## Records to process
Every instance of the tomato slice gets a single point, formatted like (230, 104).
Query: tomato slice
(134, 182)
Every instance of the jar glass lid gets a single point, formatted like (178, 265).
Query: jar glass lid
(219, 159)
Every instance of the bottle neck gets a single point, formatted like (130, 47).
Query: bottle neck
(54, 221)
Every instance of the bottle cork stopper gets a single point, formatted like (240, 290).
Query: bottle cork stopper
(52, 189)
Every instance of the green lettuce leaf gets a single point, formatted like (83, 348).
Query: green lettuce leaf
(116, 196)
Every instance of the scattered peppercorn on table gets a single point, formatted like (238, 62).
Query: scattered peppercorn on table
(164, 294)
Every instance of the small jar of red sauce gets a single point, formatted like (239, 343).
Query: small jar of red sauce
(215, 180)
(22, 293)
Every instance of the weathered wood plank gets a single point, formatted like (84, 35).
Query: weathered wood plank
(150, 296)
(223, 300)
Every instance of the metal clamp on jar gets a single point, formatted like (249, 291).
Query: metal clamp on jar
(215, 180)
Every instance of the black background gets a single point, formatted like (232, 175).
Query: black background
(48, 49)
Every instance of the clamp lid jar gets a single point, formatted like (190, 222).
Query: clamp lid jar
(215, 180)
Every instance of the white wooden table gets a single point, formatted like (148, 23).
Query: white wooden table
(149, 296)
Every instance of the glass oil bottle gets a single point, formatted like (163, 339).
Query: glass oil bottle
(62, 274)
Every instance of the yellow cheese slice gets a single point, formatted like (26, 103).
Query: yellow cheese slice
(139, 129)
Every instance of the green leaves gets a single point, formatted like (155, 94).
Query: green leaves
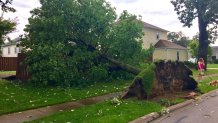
(68, 38)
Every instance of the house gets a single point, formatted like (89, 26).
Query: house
(214, 53)
(10, 49)
(164, 50)
(152, 35)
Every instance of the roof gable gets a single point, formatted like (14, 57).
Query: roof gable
(147, 25)
(167, 44)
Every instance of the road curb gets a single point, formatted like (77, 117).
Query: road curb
(154, 115)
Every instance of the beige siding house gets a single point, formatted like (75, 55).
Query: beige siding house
(164, 50)
(10, 49)
(152, 35)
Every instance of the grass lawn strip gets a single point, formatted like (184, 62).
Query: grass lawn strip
(19, 97)
(100, 112)
(105, 112)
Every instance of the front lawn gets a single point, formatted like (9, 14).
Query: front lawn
(204, 85)
(18, 97)
(8, 72)
(212, 65)
(105, 112)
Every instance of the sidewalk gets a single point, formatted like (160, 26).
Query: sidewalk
(157, 118)
(45, 111)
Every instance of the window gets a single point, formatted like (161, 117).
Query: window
(178, 55)
(9, 50)
(158, 36)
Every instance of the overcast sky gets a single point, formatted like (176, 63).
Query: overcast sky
(156, 12)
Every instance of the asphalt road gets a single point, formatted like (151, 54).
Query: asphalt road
(205, 110)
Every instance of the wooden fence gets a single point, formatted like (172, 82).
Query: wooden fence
(8, 63)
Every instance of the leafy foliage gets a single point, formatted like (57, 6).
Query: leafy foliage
(207, 15)
(6, 26)
(178, 38)
(68, 39)
(147, 76)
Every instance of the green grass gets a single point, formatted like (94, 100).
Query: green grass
(18, 97)
(212, 65)
(204, 85)
(208, 72)
(7, 72)
(104, 112)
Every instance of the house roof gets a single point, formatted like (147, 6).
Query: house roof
(147, 25)
(167, 44)
(12, 42)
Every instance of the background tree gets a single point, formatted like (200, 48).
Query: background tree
(194, 45)
(6, 26)
(206, 13)
(178, 38)
(71, 41)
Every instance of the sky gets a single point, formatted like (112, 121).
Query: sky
(156, 12)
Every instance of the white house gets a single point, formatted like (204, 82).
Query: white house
(10, 49)
(164, 49)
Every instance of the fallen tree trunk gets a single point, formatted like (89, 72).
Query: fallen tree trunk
(168, 76)
(123, 66)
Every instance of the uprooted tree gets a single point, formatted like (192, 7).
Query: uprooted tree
(73, 42)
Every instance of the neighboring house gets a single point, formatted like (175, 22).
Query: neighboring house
(10, 49)
(152, 35)
(214, 52)
(166, 50)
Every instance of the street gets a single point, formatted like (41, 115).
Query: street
(205, 110)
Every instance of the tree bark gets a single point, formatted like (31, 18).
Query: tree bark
(203, 35)
(169, 77)
(125, 67)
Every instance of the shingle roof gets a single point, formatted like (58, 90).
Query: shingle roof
(167, 44)
(12, 42)
(147, 25)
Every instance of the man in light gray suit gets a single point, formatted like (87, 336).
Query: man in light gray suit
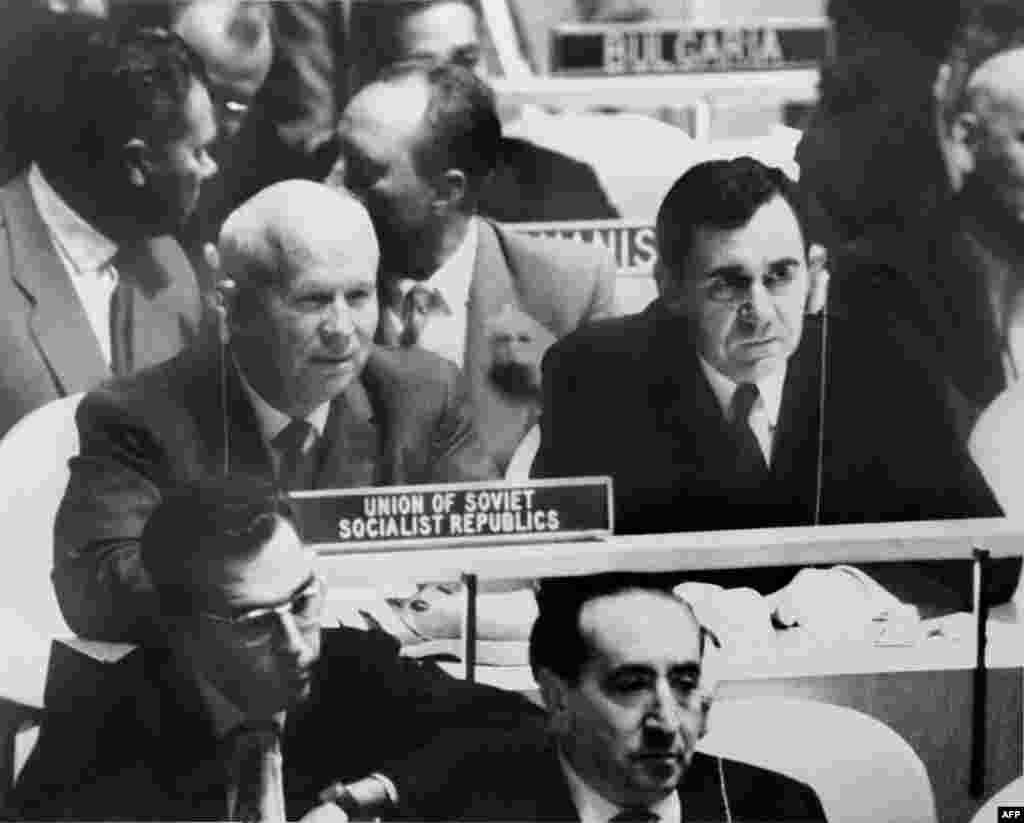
(418, 145)
(88, 286)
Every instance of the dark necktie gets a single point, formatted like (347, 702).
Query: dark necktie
(750, 458)
(636, 814)
(298, 467)
(254, 769)
(121, 359)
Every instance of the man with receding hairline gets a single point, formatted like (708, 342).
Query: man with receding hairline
(293, 389)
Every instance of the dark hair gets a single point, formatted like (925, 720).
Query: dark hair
(215, 520)
(990, 28)
(100, 87)
(723, 193)
(461, 128)
(556, 642)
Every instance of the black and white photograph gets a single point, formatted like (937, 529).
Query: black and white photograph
(598, 410)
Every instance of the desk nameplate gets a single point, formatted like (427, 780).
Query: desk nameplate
(456, 514)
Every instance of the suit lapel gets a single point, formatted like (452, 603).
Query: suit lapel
(58, 322)
(501, 421)
(351, 448)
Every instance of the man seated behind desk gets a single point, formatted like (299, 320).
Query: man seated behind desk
(249, 711)
(299, 392)
(619, 663)
(707, 408)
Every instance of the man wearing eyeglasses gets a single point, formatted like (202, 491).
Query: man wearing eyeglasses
(252, 711)
(724, 405)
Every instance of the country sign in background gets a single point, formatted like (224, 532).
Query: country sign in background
(688, 47)
(455, 513)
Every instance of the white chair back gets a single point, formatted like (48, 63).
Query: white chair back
(861, 770)
(33, 476)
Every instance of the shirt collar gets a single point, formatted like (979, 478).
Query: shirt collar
(225, 716)
(770, 388)
(455, 275)
(594, 808)
(87, 249)
(272, 421)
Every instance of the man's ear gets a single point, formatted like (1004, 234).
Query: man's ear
(555, 693)
(451, 189)
(136, 160)
(964, 135)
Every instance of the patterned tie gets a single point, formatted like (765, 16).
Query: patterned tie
(298, 466)
(255, 772)
(750, 458)
(636, 814)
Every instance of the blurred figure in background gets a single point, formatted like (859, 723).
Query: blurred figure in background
(950, 282)
(121, 130)
(869, 158)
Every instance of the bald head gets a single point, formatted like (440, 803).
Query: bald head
(232, 38)
(303, 312)
(986, 133)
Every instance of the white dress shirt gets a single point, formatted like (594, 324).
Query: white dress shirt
(445, 335)
(225, 717)
(272, 421)
(764, 415)
(86, 254)
(594, 808)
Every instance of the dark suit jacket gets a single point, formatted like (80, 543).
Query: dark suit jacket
(516, 776)
(627, 397)
(403, 422)
(142, 748)
(47, 347)
(560, 284)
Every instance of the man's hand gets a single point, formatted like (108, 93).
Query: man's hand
(517, 345)
(326, 813)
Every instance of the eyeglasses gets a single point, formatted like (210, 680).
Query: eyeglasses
(259, 626)
(734, 287)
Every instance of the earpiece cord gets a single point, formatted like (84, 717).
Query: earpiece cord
(822, 387)
(725, 795)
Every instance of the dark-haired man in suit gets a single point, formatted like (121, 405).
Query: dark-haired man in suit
(250, 711)
(620, 668)
(89, 286)
(722, 405)
(298, 392)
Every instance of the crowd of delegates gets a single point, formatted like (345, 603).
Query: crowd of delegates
(257, 305)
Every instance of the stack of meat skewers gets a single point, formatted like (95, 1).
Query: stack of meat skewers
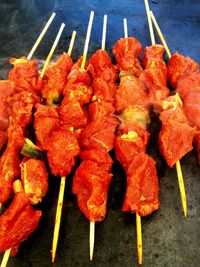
(81, 109)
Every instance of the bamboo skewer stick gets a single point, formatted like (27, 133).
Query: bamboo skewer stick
(62, 186)
(71, 45)
(7, 252)
(58, 217)
(149, 22)
(40, 37)
(92, 223)
(103, 42)
(138, 218)
(178, 164)
(5, 257)
(53, 48)
(87, 39)
(160, 34)
(38, 41)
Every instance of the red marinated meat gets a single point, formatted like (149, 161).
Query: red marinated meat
(7, 88)
(130, 140)
(73, 114)
(54, 87)
(99, 134)
(99, 156)
(91, 184)
(25, 74)
(17, 223)
(3, 139)
(100, 65)
(187, 83)
(63, 64)
(180, 66)
(130, 92)
(155, 73)
(56, 78)
(126, 52)
(197, 144)
(79, 91)
(10, 161)
(78, 75)
(192, 107)
(103, 90)
(21, 106)
(152, 53)
(63, 149)
(10, 171)
(34, 178)
(175, 137)
(99, 110)
(46, 120)
(138, 116)
(142, 186)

## Your goal
Starting at the line that contains "Every instance of the bamboo", copy each line exactly through the end of the listing above. Include that first line and the last one, and add nothing.

## Full answer
Every instance of the bamboo skewer stick gets a single point, formatted like (27, 133).
Query: bamboo skewer stick
(62, 186)
(71, 45)
(7, 252)
(58, 217)
(149, 22)
(40, 37)
(92, 223)
(103, 42)
(138, 218)
(178, 164)
(5, 257)
(53, 48)
(87, 39)
(160, 34)
(38, 41)
Every instance of the red marinated meat gets a single point, formatted like (149, 161).
Query: red marinated meat
(7, 88)
(130, 140)
(73, 114)
(54, 87)
(99, 134)
(99, 156)
(91, 184)
(25, 74)
(17, 223)
(3, 139)
(100, 65)
(187, 83)
(63, 64)
(180, 66)
(130, 92)
(155, 73)
(56, 78)
(126, 52)
(197, 144)
(79, 91)
(10, 161)
(78, 75)
(192, 107)
(103, 90)
(21, 106)
(152, 53)
(63, 149)
(10, 171)
(34, 178)
(175, 137)
(99, 110)
(46, 120)
(138, 116)
(142, 186)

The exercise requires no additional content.